═══ Data entries ═══
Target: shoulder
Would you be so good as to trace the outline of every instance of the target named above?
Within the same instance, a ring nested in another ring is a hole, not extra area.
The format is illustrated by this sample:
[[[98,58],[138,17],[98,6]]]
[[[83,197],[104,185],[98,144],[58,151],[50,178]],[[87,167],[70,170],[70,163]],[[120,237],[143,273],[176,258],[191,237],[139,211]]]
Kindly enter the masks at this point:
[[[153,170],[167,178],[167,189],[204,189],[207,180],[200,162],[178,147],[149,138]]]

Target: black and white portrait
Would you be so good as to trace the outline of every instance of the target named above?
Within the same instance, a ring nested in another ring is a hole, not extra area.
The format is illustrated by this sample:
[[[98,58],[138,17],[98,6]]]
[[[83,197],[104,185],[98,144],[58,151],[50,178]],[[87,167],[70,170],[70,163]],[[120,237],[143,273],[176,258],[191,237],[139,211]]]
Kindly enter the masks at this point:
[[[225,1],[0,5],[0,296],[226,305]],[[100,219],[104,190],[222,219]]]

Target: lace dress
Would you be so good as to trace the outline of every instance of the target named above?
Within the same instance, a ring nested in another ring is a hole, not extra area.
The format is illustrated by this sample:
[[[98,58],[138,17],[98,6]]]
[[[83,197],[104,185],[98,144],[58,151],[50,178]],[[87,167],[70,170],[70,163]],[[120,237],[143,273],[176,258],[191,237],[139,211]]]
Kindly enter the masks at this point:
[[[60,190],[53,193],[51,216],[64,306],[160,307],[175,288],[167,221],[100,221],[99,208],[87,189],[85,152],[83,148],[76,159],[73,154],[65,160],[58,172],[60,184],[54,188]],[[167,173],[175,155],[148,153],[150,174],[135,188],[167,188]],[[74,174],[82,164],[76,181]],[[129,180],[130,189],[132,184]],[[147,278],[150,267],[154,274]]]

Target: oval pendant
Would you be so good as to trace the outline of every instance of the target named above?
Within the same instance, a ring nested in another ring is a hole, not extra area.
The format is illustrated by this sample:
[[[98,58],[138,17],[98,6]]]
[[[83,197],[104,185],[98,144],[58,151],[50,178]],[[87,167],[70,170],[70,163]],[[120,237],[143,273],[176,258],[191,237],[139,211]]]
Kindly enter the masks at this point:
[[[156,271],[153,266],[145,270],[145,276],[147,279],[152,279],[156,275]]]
═══
Starting at the row line that contains "Target: lace dress" and continuing through the final line of the rows, reproduce those lines with "Kindly" replaced by "Please" and nothing else altered.

Target: lace dress
Would you be so good as to trace the outline of every instance of the target named above?
Within the same instance, a ring nested in another ring is a hole, not extra area.
The format is illustrated by this sample:
[[[98,58],[138,17],[98,6]]]
[[[83,197],[104,185],[98,144],[58,151],[50,178]],[[87,167],[70,170],[70,163]],[[120,237],[143,273],[176,258],[191,237],[139,211]]]
Please enter the masks at this point:
[[[60,190],[53,193],[51,216],[64,306],[160,307],[175,288],[167,221],[100,221],[99,208],[87,189],[85,152],[83,148],[76,159],[73,154],[65,160],[58,172],[60,184],[54,188]],[[167,173],[175,155],[148,153],[150,174],[135,188],[167,188]],[[74,174],[82,164],[76,181]],[[129,180],[130,189],[132,184]],[[147,278],[150,267],[154,274]]]

Target: oval pendant
Would you be so good as to trace the outline of every instance of the target named above?
Within the same instance, a ring nested in another ring is a hole, not extra area.
The format is illustrated by this sample:
[[[98,58],[138,17],[98,6]]]
[[[83,197],[104,185],[98,144],[58,151],[50,178]],[[87,167],[70,170],[70,163]],[[120,237],[143,273],[176,258],[191,237],[139,211]]]
Please enter the masks at this point:
[[[156,271],[153,266],[145,270],[145,276],[147,279],[152,279],[156,275]]]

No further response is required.